-- START OF EXTRACT --
# Fourtrax 300



## Kylbjone (Mar 13, 2013)

Ok guys trying to start a build for my dads 300. I want him to be able to ride with me and go almost anywhere that my 1000xmr will go. So here's the real question what needs to be done to the bike. I'm trying to get a parts list together and figure out how much it will cost. Really to see if it's worth doing or just buying a new bike


----------



## rlfoulch (Apr 24, 2013)

First thing you need to decide is how much are you willing to spend one of the best upgrades for the 300 would be to install brute force differentials they can handle the punishment a lot better than the factory differentials plus you get IRS and they are geared lower(about 25%+-). although that mod can be very expensive unless you find a brute force that is broke down for parts at a good price.

Port and polish the head find a cam from a 88 Honda FourTrax 300 or big red 250 they are pre emission and give you a little more lift . Port and polish the head jet the carb install a clutch kit and maybe even dear reduction.
-- END OF EXTRACT --
-- START OF SUPPLIED RECORDS --
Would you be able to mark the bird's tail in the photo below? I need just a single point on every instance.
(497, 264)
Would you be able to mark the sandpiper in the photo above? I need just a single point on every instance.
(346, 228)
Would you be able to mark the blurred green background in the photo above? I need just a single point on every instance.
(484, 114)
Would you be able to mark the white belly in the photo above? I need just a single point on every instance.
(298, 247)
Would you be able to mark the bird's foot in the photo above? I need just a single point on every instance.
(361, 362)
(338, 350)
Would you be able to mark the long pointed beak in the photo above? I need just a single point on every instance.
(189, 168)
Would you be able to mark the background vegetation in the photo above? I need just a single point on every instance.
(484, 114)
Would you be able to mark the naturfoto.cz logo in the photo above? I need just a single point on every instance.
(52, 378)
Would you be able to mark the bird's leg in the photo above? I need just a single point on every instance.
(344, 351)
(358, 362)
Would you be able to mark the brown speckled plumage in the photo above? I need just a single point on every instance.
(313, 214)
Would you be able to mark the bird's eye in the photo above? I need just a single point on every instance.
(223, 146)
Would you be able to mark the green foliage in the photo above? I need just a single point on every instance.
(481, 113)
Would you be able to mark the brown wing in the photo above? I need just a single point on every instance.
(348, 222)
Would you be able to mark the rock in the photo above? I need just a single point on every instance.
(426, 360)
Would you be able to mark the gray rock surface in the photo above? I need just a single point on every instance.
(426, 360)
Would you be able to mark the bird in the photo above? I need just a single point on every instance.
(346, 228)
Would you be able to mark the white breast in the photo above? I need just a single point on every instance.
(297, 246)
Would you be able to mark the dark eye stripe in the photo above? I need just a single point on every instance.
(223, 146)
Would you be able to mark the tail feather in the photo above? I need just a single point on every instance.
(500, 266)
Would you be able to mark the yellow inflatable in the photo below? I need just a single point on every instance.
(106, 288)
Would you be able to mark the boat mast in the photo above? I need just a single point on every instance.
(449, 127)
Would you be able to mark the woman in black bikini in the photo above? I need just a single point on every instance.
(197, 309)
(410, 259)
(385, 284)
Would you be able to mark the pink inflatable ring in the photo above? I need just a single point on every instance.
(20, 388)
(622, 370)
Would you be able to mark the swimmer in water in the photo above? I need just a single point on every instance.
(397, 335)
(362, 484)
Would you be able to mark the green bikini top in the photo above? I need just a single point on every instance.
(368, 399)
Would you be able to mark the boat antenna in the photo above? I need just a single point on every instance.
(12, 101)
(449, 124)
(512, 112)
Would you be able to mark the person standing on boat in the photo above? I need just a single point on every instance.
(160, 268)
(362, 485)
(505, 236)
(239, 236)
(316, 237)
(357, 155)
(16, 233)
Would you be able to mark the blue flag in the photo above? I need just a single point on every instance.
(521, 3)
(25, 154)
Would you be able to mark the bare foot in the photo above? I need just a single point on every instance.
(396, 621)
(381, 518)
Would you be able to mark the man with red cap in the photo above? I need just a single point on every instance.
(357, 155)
-- END OF SUPPLIED RECORDS --
TASKS AND EXERCISES:
1) Copy out the stretch of the Fourtrax 300 forum thread above from "Port and polish the head find" through "even dear reduction.".
2) Continue the Fourtrax 300 forum thread above, starting right after its last sentence.

PER-TASK OUTPUTS:
1)
Port and polish the head find a cam from a 88 Honda FourTrax 300 or big red 250 they are pre emission and give you a little more lift . Port and polish the head jet the carb install a clutch kit and maybe even dear reduction.

2)
a stock 300 will clear and turn 27 inch tires unless you get off in some nasty peanut butter.

if it weren't for the laws of physics we would all be unstoppable.

go deep or go home.


----------



## duckincrazy92 (May 24, 2011)

I'd say lift and gear reduction set of tires and an axle paddle. And of course snorkels


----------



## brutepower95 (Oct 22, 2012)

Do brute force doffs and lift tires snorkels the motor work for sure an maybe a clutch kit depending on tires


----------



## LBZ_Duramax (Jul 3, 2013)

54% reduction, center axle paddle, 350d rear diff swap and some 29.5's and he will go everywhere you will.


----------



## gotmuddy (Jul 15, 2011)

LBZ_Duramax said:


> 54% reduction, center axle paddle, 350d rear diff swap and some 29.5's and he will go *more places than* you will.


fixed


----------



## LBZ_Duramax (Jul 3, 2013)

gotmuddy said:


> fixed


That's right, you can't beat a center axle paddle in the ruts!


----------



## gotmuddy (Jul 15, 2011)

just a 300 on 30s will eat that canned ham.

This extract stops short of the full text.